Distinguished Members of the Nesbitt/Nisbet Clan
Murdoch Nisbet, of Hardhill, born circa 1470 in the parish of Loudon and shire of Ayr, joined the Lollards, the first name given to the British Protestants and translated Purvey's Revision of Wycliffe's New Testament into Scots. The original text was found and purchased in 1889-90 by "Text Society of Edinburgh." Experts consider it very valuable as it maybe the purest form of Gaelic found to date.
Captain John Nesbit, born 1627, "Hero of Drumclog", After the battle of Bothwell Brig, he was denounced as a rebel and a price put on his head. He fled to the hills. His goods and gear was taken by the King and his wife and daughter were killed. Hearing the news, Capt John returned to avenge their death, but was captured and hanged in Glasgow in December of 1685.
Alexander Nisbet (1657-1725), heraldic writer, studied at Edinburgh University in 1675, and then became a private student of heraldry, making a living as a writer in Edinburgh. Nisbet's historical significance lies partly in his manuals on Scottish heraldry, but mainly on his comprehensive survey of the heraldry of Scottish families, A System of Heraldry, Speculative and Practical: With the True Art of Blazon. This remains much cited, in part because Nisbet took a clear-headed view of heraldic practice, and partly because the book is a record of arms and family papers long since lost.

Supplied material>
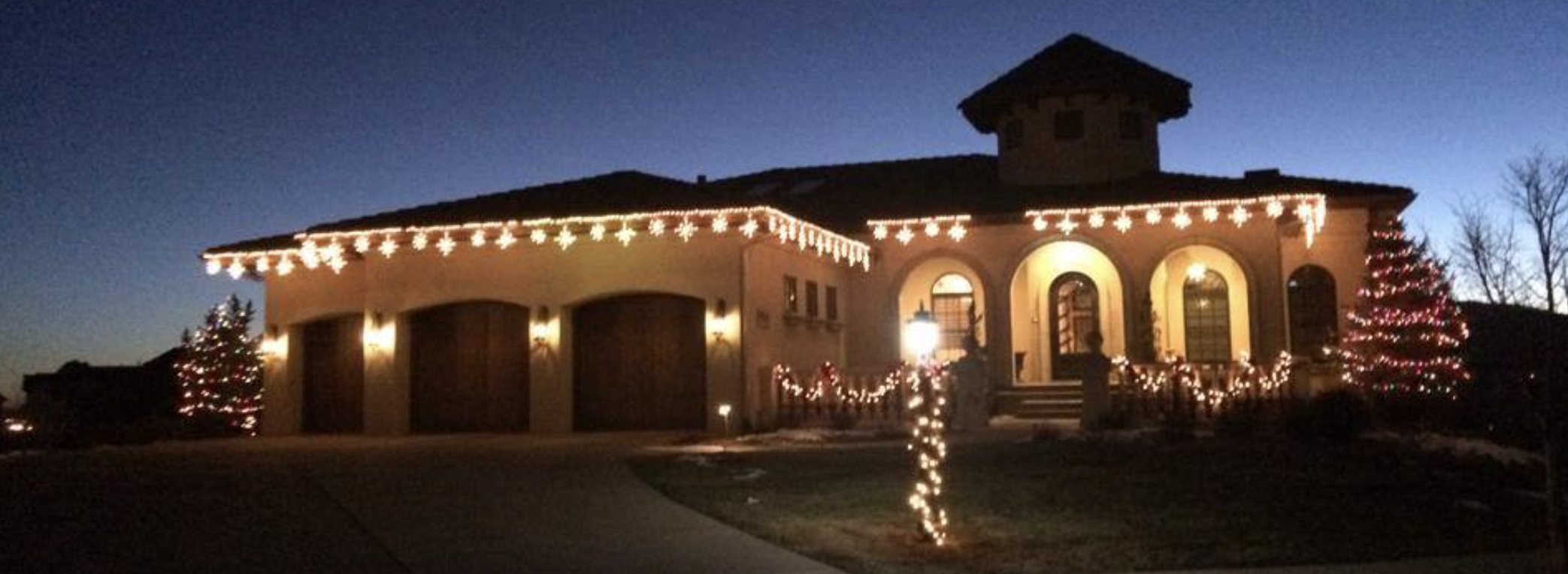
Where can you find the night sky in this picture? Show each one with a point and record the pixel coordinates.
(135, 134)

Objective>
In the text on distinguished members of the Nesbitt/Nisbet clan, in which city was Captain John Nesbit hanged?

Task result>
Glasgow